■ **Your goal**: Find each line of the records that contains the string "target" and copy those lines.

■ **Data for the task**:
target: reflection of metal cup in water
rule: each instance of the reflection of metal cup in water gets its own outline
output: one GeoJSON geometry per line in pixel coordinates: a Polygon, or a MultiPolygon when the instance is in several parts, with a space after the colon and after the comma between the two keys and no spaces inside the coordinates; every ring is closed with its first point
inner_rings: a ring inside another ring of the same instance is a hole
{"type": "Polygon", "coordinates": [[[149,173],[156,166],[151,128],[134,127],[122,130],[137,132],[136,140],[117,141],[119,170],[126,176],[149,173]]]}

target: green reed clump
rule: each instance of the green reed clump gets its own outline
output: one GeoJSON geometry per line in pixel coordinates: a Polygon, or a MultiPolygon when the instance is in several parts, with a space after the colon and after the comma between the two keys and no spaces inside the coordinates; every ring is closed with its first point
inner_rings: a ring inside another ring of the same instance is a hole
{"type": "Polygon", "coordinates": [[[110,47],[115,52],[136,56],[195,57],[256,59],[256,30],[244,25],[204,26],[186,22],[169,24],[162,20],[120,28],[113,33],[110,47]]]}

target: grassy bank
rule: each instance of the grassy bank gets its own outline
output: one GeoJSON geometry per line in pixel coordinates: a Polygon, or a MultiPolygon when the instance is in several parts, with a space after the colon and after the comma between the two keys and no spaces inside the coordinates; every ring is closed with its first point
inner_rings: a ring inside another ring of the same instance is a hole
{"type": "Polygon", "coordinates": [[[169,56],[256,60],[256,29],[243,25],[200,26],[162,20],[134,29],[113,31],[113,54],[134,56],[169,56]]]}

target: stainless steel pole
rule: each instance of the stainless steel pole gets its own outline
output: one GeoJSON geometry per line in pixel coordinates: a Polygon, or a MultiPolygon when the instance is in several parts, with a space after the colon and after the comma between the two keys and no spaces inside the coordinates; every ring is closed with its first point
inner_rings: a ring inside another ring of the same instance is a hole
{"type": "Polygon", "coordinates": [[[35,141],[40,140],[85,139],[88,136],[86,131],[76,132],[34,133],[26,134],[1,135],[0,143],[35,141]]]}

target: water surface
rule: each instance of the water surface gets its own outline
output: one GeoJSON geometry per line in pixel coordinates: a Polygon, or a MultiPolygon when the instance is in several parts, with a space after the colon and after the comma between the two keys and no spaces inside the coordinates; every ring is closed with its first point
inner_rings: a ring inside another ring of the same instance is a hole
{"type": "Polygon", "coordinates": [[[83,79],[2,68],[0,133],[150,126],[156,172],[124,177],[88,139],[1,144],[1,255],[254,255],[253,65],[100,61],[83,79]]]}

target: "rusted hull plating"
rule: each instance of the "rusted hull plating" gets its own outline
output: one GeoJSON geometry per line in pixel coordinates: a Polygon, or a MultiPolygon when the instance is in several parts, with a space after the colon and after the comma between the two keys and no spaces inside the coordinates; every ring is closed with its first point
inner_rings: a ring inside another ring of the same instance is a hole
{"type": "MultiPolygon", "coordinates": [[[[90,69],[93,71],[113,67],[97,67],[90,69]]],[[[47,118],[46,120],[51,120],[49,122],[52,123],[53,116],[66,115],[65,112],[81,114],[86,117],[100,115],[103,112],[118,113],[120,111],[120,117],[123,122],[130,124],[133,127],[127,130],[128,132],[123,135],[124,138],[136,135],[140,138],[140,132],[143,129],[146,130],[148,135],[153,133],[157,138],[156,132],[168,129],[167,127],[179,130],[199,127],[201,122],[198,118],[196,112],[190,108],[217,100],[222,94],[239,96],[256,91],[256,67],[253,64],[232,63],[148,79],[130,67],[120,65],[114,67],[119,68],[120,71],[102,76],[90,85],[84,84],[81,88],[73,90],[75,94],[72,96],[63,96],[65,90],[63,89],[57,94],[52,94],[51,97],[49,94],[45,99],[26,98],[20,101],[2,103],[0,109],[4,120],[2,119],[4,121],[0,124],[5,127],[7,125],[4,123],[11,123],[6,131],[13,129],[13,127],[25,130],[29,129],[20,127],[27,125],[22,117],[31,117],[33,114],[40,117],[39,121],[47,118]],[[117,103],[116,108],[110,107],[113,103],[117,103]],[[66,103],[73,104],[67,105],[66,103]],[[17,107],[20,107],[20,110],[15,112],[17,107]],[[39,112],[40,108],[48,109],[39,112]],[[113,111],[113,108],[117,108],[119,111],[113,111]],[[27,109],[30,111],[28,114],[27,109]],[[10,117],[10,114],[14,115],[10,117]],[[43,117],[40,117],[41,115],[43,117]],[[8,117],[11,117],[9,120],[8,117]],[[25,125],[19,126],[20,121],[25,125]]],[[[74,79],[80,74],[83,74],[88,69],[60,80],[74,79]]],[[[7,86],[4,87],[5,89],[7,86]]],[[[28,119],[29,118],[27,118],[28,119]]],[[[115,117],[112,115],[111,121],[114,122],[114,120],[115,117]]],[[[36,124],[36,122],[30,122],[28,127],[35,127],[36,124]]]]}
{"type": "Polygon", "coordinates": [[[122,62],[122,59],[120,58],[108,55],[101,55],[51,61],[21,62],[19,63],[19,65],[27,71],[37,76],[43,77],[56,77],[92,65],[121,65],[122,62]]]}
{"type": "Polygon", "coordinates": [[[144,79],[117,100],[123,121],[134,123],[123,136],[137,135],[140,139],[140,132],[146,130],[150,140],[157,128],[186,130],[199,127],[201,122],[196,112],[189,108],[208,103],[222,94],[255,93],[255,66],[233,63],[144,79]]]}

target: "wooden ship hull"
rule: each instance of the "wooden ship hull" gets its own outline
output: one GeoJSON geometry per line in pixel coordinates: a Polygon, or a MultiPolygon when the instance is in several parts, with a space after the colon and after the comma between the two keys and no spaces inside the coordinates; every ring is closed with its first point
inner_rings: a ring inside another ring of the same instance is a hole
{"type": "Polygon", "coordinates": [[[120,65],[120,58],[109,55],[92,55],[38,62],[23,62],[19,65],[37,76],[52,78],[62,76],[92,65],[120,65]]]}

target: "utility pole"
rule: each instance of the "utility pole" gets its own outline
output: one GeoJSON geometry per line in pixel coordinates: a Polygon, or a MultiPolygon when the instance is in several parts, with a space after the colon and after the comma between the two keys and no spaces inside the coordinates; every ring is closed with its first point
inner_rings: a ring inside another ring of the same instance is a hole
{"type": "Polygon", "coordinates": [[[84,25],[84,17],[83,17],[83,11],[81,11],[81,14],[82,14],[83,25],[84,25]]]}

■ **Output of the exercise**:
target: reflection of metal cup in water
target: green reed clump
target: grassy bank
target: stainless steel pole
target: water surface
target: "rusted hull plating"
target: "wooden ship hull"
target: "utility pole"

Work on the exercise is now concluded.